> EXERCISE PROMPT:
Look through the records below, count the lines with the word "building", and reply with only the number.

Segment Open

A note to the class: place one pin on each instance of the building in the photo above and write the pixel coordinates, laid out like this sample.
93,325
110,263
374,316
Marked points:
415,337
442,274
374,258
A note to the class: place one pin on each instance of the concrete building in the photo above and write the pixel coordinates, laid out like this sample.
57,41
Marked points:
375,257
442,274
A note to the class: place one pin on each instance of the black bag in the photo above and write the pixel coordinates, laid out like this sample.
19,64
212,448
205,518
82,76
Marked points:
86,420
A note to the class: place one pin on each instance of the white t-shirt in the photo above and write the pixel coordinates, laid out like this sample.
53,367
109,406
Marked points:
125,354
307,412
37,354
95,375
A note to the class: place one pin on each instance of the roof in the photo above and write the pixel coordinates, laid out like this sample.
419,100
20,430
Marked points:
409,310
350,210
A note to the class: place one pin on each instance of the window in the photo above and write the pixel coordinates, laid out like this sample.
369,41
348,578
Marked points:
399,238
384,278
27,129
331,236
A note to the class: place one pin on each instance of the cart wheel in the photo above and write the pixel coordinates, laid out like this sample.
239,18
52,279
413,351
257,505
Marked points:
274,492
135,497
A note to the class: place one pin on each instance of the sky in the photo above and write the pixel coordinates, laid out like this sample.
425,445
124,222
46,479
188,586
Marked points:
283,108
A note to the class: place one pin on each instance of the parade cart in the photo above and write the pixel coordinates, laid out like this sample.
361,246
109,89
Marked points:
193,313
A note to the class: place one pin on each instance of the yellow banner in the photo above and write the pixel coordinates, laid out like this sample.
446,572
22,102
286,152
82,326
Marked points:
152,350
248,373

Segment Closed

> REPLY:
2